_The exercise:_
Please reproduce every line of the entries from the line containing "Where does a point fall on the thumb?" through the end of the entries, leaving out the pictures. Scale only the answer point coordinates by 0.85, rounding to whole numbers with halves going up, and keep the sample coordinates in the format lines unchanged.

++++ Items ++++

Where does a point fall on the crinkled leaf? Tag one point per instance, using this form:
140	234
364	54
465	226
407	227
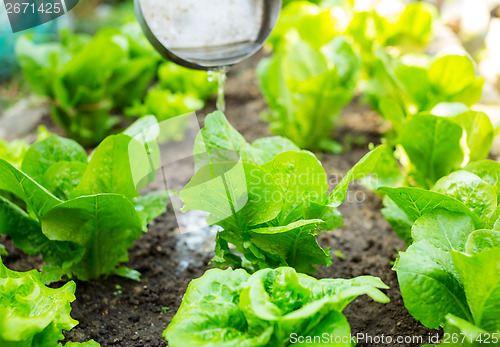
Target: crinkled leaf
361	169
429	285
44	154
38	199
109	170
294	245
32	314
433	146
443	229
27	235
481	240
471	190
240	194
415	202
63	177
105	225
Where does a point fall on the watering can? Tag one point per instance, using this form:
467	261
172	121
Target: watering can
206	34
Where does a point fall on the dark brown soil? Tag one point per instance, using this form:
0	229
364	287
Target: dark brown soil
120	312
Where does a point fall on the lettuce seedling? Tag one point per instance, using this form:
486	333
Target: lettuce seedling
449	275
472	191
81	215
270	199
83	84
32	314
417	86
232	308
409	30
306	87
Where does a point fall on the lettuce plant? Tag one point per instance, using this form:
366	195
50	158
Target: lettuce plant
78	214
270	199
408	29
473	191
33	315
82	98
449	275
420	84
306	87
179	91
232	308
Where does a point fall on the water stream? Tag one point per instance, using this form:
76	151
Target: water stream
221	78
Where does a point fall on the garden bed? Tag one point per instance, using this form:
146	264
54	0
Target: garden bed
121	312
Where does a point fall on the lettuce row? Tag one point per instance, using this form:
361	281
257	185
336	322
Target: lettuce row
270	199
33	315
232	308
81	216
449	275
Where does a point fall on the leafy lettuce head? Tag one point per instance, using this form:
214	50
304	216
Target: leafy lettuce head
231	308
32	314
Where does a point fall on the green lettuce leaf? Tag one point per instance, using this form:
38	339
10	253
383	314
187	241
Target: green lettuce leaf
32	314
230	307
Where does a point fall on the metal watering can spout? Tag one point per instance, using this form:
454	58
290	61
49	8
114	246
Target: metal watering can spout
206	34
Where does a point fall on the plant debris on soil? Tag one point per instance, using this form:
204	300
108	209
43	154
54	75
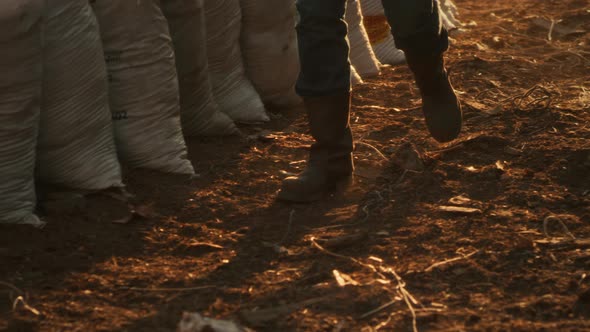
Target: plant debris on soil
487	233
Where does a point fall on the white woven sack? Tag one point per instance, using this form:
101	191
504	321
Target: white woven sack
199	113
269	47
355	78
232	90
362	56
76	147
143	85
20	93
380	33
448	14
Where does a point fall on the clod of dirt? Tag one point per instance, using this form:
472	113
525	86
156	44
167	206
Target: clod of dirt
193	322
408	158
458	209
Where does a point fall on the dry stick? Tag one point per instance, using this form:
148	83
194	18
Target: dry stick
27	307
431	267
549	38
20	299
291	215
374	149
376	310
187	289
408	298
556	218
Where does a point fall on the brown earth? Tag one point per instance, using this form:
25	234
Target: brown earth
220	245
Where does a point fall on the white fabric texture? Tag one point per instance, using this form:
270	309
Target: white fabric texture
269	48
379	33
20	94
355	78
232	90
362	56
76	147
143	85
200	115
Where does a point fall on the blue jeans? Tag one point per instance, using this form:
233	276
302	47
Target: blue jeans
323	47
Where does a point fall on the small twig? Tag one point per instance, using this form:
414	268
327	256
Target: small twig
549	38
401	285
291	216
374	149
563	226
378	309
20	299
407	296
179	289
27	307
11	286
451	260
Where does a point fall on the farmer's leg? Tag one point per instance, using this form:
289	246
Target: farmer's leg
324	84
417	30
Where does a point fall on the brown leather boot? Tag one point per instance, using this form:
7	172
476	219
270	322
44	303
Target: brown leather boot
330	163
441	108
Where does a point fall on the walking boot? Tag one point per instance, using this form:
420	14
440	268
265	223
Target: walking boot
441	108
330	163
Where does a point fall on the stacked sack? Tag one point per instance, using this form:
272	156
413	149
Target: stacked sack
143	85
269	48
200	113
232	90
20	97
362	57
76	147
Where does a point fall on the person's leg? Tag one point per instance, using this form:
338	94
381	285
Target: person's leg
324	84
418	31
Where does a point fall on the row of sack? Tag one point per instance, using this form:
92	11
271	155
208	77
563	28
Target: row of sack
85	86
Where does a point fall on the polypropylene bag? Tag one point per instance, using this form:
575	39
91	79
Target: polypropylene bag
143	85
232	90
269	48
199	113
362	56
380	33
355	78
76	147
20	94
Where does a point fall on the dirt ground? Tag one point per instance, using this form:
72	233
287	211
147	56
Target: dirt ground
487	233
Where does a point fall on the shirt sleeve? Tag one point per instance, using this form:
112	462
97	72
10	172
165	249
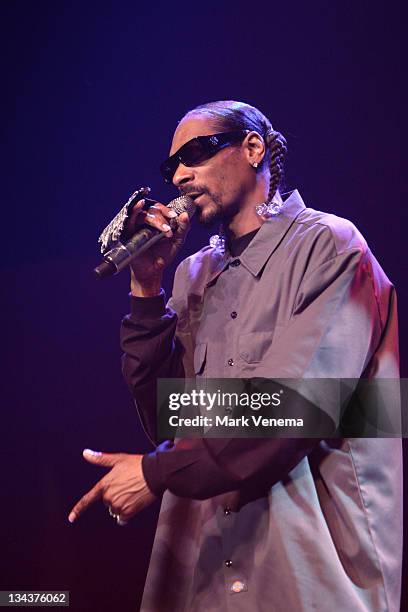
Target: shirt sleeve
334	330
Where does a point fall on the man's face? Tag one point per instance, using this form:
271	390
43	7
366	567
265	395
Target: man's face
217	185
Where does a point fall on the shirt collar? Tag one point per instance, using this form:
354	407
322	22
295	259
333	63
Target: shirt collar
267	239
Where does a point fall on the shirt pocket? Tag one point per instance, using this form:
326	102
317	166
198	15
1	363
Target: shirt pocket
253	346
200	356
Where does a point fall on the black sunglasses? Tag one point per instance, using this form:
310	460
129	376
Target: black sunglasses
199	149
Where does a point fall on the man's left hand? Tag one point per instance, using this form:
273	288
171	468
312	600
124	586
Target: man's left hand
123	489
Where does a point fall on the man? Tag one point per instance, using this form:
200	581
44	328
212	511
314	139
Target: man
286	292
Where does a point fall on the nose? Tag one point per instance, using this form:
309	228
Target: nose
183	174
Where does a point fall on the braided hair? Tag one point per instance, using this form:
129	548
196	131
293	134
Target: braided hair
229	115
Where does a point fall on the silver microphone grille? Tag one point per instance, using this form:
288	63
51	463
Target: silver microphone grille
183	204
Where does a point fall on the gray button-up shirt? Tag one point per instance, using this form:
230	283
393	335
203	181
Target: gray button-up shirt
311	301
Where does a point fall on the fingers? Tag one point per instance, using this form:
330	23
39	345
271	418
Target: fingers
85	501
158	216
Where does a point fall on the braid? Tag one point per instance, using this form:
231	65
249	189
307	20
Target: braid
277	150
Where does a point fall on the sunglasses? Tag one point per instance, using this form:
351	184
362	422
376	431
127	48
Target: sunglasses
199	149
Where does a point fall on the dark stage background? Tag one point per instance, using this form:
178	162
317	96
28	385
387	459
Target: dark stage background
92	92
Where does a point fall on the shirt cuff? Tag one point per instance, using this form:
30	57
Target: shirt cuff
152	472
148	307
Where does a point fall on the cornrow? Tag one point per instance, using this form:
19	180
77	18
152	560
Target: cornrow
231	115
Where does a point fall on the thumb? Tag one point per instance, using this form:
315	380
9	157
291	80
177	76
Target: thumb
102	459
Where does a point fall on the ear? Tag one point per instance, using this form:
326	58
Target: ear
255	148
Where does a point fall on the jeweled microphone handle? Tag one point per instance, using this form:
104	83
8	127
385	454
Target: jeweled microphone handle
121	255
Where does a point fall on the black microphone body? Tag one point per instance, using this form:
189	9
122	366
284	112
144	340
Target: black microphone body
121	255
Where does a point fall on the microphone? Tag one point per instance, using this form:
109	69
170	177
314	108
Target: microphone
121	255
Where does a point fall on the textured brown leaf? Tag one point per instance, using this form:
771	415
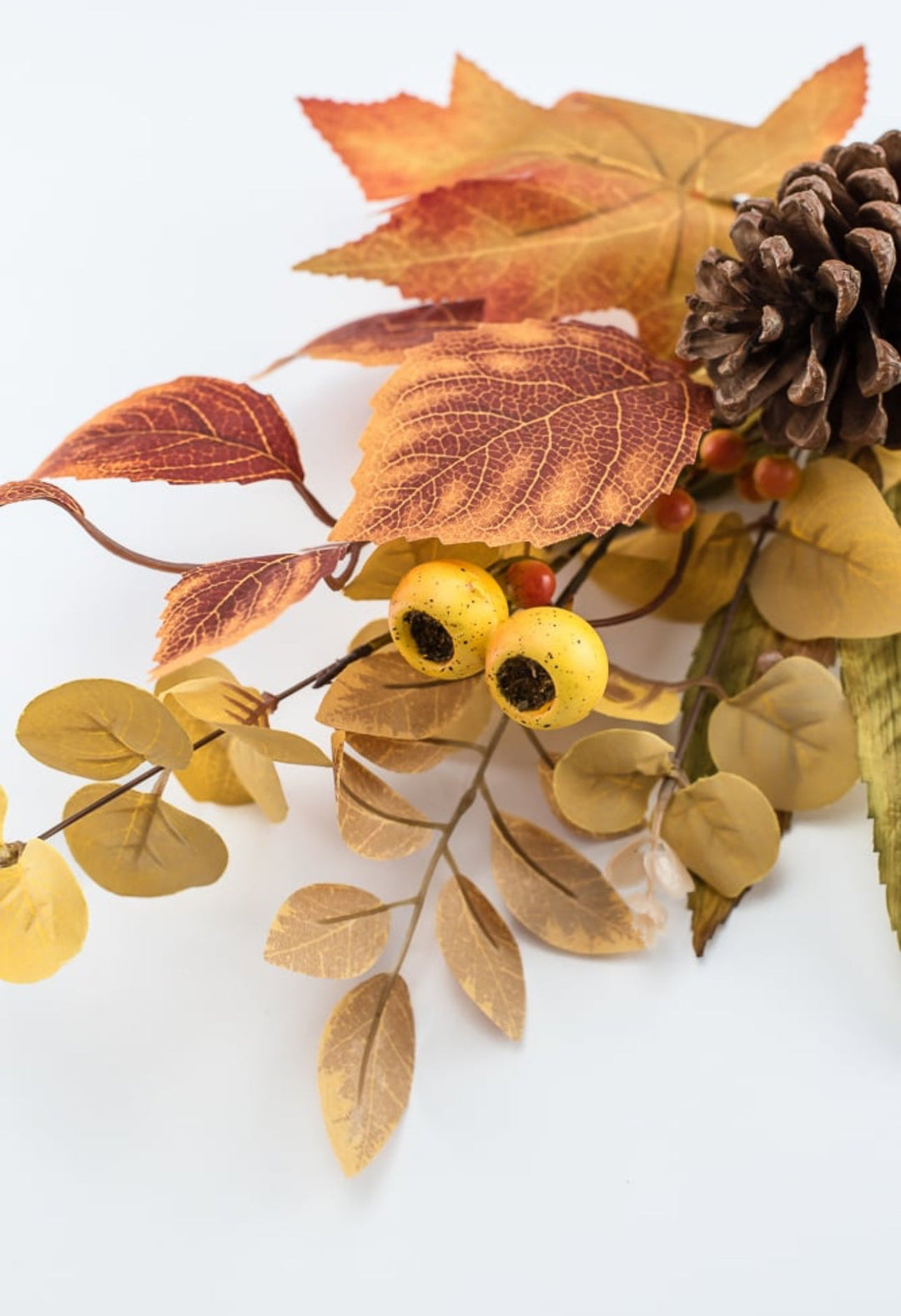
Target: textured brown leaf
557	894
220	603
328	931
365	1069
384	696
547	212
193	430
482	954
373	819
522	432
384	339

++++

_Solution:_
Where does a point fall on the thumb? Tag one point per instance, using this form:
315	380
9	157
291	80
177	76
Target: thumb
87	390
Where does a point fall on the ear? Tag one point per instance, using this form:
326	58
Target: ear
217	126
Where does a point fall on the jeweled microphone handle? Tag one point per instance, using this form:
104	83
8	127
385	454
Target: jeweled microphone handle
103	217
Where does a point fall on the black microphone body? Tag one point per instance, using this form:
189	9
122	366
284	112
144	340
Target: black microphone body
103	217
Where does a point fall on the microphone? Tag one point per instance, using this form:
109	69
170	177
314	108
Target: microphone
103	217
Where does a point fall on the textured brown leaf? Tag one point per instance, using this form:
771	415
Target: textured brown leaf
473	760
187	513
279	791
310	909
326	592
465	180
164	366
410	811
317	696
444	367
326	288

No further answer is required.